ZU BEARBEITENDE AUFGABE: Gib aus dem vorgegebenen Text die Stelle wortgetreu aus, die mit „- Die Abkehr“ beginnt und sich bis einschließlich „und Fakten dazu.“ fortsetzt.

VORGEGEBENER TEXT:
____________

OOBA-007: Out of the Box-Allgemein – Beitrag 004
In diesem Trainingsresümee geht es um die drei folgenden miteinander verbundenen Punkte:
- Um meine jüngst vollzogene Abkehr und Entwöhnung von Trainingsaufzeichnungen und Analysen.
- Um grundsätzliche Gedanken zum Thema der elektronischen Selbstvermessung.
- Und drittens darum, wie man ohne elektronische Trainingsauswertung ziel- und genussorientiert sporteln kann.
- Die Abkehr von Trainingsaufzeichnungen und Analysen
Ich war ein Getriebener. Ein von mir selbst Getriebener. Das wurde mir Mitte Jänner wieder einmal bewusst, als ich mir meine Trainingsanalysen auf www.movescount.com sowie die Trainingsresümees in diesem Blog ansah.
Allein der Name des Programms ist bereits Programm: Movescount, bestehend aus moves und count. Was das Programm kann, ist damit klar: Zählen von moves oder Trainingseinheiten.
Und was dahinter steht, liegt auf der Hand. Only moves count. Nur Trainingseinheiten zählen. Sowie die Zahlen, Daten und Fakten dazu.
Und so habe ich diese, da sie mir nun einmal so bequem vorlagen, stakkatoartig im Blog aufgezählt. Die Zahlen, Daten und Fakten meiner Trainingseinheiten. Serviert auf dem Silbertablett für das eigene Ego. Am Beispiel Dezember: 22 Trainingseinheiten, 53 Trainingsstunden, davon rund 46 auf dem Rad (1.177k) und 6 im Keller (allgemeines Krafttraining). Im Schnitt 5,5 Trainingseinheiten pro Woche oder 1,7 Stunden Training pro Tag. Und so weiter. Und so weiter.

____________

ROHDATEN:
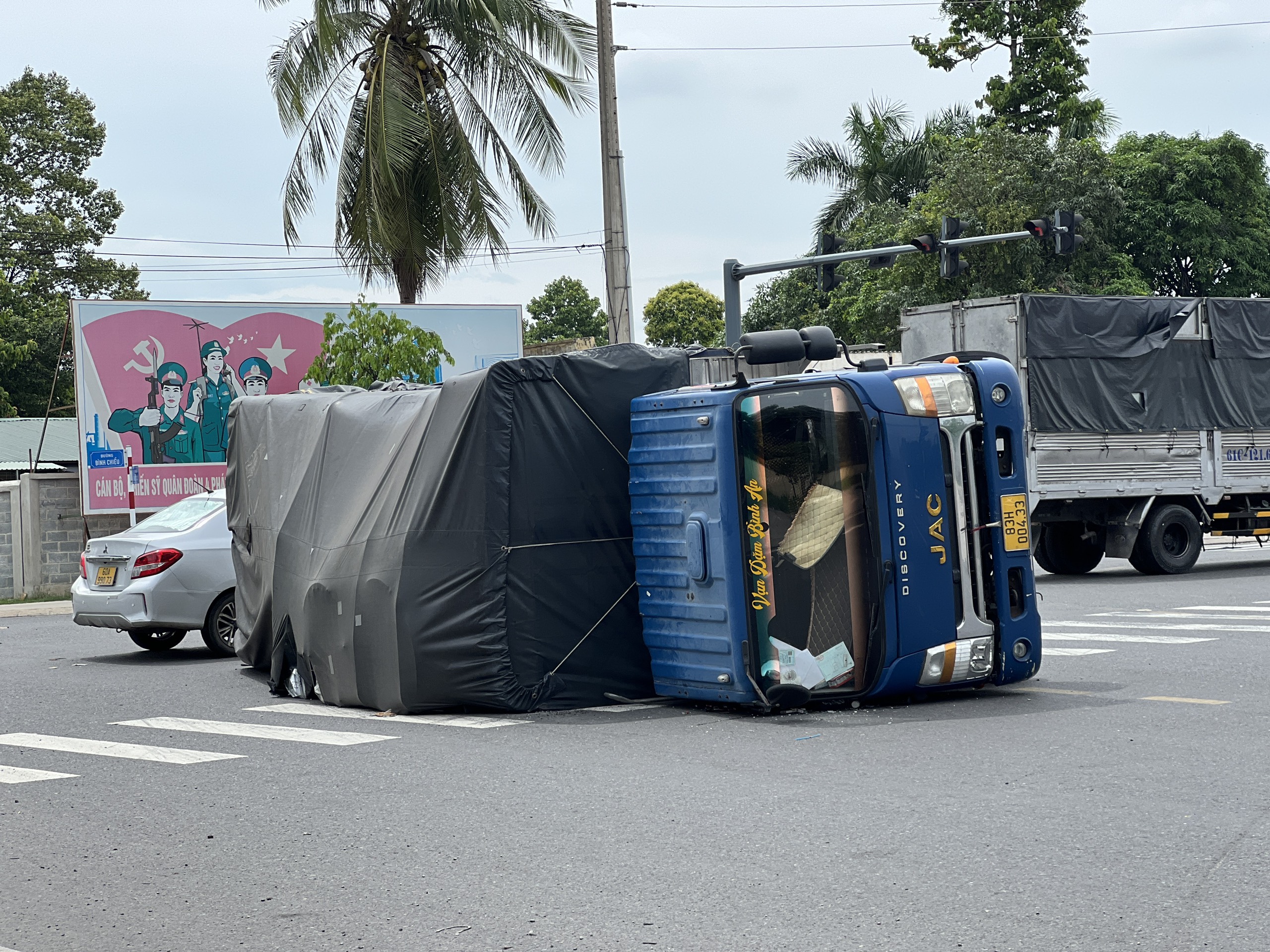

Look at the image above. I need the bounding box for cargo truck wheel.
[128,628,186,651]
[1129,505,1204,575]
[1036,522,1106,575]
[1032,526,1058,575]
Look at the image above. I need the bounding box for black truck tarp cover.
[227,344,689,714]
[1023,295,1270,433]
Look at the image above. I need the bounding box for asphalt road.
[0,549,1270,952]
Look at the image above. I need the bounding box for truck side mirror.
[799,326,838,360]
[737,330,807,364]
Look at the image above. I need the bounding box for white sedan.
[71,489,236,656]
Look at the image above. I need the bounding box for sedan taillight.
[132,548,182,579]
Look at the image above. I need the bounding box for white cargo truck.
[900,295,1270,575]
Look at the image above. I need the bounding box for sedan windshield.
[132,496,225,533]
[737,385,874,691]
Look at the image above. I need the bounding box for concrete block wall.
[0,480,20,598]
[0,472,128,598]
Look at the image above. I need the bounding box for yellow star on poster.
[260,334,296,373]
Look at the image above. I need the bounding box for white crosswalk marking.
[0,764,79,787]
[1045,622,1270,632]
[0,734,244,764]
[1041,631,1218,645]
[112,717,396,746]
[243,701,532,728]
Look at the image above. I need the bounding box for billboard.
[71,301,522,514]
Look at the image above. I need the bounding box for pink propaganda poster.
[71,301,325,513]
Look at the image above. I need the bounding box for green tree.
[644,281,723,347]
[308,295,454,387]
[524,276,608,344]
[785,99,974,231]
[0,68,146,416]
[740,268,829,334]
[1111,132,1270,297]
[762,127,1152,349]
[913,0,1111,138]
[260,0,596,303]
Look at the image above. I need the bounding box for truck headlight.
[891,373,974,416]
[917,637,992,684]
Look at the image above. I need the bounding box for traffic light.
[816,231,847,295]
[1054,209,1084,255]
[1023,218,1054,241]
[869,241,899,270]
[940,215,970,281]
[908,235,940,255]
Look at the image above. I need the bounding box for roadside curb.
[0,600,71,618]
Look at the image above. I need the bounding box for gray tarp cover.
[226,344,689,712]
[1023,295,1270,433]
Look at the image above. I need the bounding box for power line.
[0,229,603,251]
[620,20,1270,52]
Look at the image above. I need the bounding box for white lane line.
[243,702,532,736]
[1045,622,1270,631]
[1088,612,1263,622]
[0,734,244,764]
[1141,696,1231,705]
[1176,601,1270,612]
[1040,631,1220,645]
[112,717,396,746]
[0,764,79,787]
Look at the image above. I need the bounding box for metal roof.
[0,416,79,470]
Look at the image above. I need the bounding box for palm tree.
[260,0,596,303]
[786,99,974,237]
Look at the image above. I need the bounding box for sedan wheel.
[203,592,238,657]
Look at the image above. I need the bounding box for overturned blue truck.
[227,337,1041,714]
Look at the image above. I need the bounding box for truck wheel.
[1129,505,1204,575]
[128,628,186,651]
[203,592,238,657]
[1038,522,1106,575]
[1032,526,1058,575]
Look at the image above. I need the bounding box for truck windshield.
[737,383,875,691]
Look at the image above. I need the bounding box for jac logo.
[926,495,949,565]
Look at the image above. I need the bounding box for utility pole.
[596,0,631,344]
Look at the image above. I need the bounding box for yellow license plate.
[1001,492,1031,552]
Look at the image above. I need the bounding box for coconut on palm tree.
[260,0,596,303]
[786,99,974,237]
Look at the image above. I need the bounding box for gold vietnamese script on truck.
[1001,492,1031,552]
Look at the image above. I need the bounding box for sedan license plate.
[1001,492,1031,552]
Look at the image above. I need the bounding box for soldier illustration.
[239,357,273,396]
[186,340,245,463]
[107,360,204,465]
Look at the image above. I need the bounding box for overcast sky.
[0,0,1270,340]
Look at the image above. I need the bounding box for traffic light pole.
[596,0,631,344]
[723,231,1035,347]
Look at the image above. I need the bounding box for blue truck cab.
[630,340,1041,710]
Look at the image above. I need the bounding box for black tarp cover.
[226,344,689,714]
[1023,295,1270,433]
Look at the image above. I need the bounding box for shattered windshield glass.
[737,385,874,691]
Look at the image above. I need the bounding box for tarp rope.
[501,536,635,552]
[547,581,635,678]
[551,377,630,466]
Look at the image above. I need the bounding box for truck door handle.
[685,515,708,581]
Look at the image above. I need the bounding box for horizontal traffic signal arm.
[732,223,1032,279]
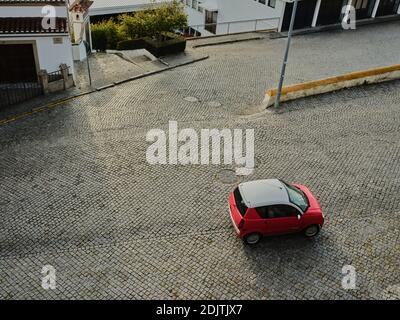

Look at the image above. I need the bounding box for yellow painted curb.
[263,64,400,107]
[0,92,91,125]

____________

BEARBEITETE AUFGABE:
- Die Abkehr von Trainingsaufzeichnungen und Analysen
Ich war ein Getriebener. Ein von mir selbst Getriebener. Das wurde mir Mitte Jänner wieder einmal bewusst, als ich mir meine Trainingsanalysen auf www.movescount.com sowie die Trainingsresümees in diesem Blog ansah.
Allein der Name des Programms ist bereits Programm: Movescount, bestehend aus moves und count. Was das Programm kann, ist damit klar: Zählen von moves oder Trainingseinheiten.
Und was dahinter steht, liegt auf der Hand. Only moves count. Nur Trainingseinheiten zählen. Sowie die Zahlen, Daten und Fakten dazu.